### [Description of the task]
Go through the data and retrieve each line that includes the string "position".

»»

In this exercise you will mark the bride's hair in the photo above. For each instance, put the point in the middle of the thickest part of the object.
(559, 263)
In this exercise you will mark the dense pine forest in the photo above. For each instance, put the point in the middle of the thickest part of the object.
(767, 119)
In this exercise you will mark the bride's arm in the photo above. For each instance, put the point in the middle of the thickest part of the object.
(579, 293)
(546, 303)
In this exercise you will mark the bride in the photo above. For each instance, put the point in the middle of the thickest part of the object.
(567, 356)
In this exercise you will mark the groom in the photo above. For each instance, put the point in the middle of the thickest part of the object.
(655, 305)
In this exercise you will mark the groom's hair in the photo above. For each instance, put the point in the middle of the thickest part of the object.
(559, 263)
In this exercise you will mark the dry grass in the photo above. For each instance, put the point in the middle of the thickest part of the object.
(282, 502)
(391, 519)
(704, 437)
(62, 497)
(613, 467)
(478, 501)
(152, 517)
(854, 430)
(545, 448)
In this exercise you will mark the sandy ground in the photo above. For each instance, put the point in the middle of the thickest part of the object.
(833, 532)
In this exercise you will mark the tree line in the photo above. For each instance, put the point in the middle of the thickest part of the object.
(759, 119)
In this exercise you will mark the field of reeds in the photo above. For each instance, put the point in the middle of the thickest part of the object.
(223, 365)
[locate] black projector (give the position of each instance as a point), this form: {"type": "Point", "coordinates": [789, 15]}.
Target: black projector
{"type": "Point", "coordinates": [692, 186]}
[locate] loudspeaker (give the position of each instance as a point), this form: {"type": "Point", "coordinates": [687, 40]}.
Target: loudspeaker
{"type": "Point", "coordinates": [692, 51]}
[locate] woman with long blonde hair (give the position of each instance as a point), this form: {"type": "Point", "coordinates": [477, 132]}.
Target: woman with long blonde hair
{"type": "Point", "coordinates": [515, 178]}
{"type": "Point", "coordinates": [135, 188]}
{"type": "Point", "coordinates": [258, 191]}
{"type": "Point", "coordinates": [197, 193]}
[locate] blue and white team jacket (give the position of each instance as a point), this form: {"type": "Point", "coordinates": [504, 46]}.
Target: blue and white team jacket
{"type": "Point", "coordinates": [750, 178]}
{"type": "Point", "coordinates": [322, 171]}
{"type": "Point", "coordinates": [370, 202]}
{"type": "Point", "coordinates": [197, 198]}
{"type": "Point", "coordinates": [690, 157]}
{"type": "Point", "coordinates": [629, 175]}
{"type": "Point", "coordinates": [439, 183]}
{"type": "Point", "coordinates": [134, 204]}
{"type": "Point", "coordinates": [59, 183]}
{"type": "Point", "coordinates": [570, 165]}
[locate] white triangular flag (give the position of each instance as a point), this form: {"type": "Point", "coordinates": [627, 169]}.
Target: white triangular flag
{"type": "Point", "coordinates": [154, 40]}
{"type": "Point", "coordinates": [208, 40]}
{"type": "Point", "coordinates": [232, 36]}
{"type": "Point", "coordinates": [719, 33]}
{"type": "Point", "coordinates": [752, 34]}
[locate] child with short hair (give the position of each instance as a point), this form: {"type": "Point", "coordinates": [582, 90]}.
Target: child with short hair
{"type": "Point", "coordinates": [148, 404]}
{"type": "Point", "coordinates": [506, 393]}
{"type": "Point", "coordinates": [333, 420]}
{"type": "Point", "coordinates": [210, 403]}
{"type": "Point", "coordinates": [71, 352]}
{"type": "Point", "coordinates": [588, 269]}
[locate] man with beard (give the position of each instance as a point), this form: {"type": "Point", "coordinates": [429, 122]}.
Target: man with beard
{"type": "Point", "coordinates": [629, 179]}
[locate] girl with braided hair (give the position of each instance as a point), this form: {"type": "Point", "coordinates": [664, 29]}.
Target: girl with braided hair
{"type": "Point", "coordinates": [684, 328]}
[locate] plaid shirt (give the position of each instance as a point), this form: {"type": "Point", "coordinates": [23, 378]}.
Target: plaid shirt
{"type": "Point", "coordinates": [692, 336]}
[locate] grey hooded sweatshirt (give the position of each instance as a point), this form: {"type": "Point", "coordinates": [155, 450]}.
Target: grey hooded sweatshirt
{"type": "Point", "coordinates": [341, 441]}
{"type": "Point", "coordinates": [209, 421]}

««

### [Result below]
[locate] black projector (give the position of each instance as a point), this form: {"type": "Point", "coordinates": [789, 15]}.
[locate] loudspeaker (give the position of each instance as a point), this form: {"type": "Point", "coordinates": [687, 40]}.
[locate] woman with long blonde hair (give the position of each instance as a point), this form: {"type": "Point", "coordinates": [477, 132]}.
[locate] blue and white team jacket (give the position of each instance as a point), this form: {"type": "Point", "coordinates": [504, 46]}.
[locate] white triangular flag (give the position of each instance as a point), this form: {"type": "Point", "coordinates": [627, 169]}.
[locate] child with short hair (give the position of each instance as a point), this form: {"type": "Point", "coordinates": [582, 90]}.
[locate] man with beard (give the position of each instance as a point), this form: {"type": "Point", "coordinates": [429, 122]}.
[locate] girl with braided hair (give the position of each instance as a point), this form: {"type": "Point", "coordinates": [664, 29]}.
[locate] plaid shirt (give the position of each instance as a point), this form: {"type": "Point", "coordinates": [23, 378]}.
[locate] grey hooded sweatshirt (give the position of each instance as a point), this form: {"type": "Point", "coordinates": [155, 450]}.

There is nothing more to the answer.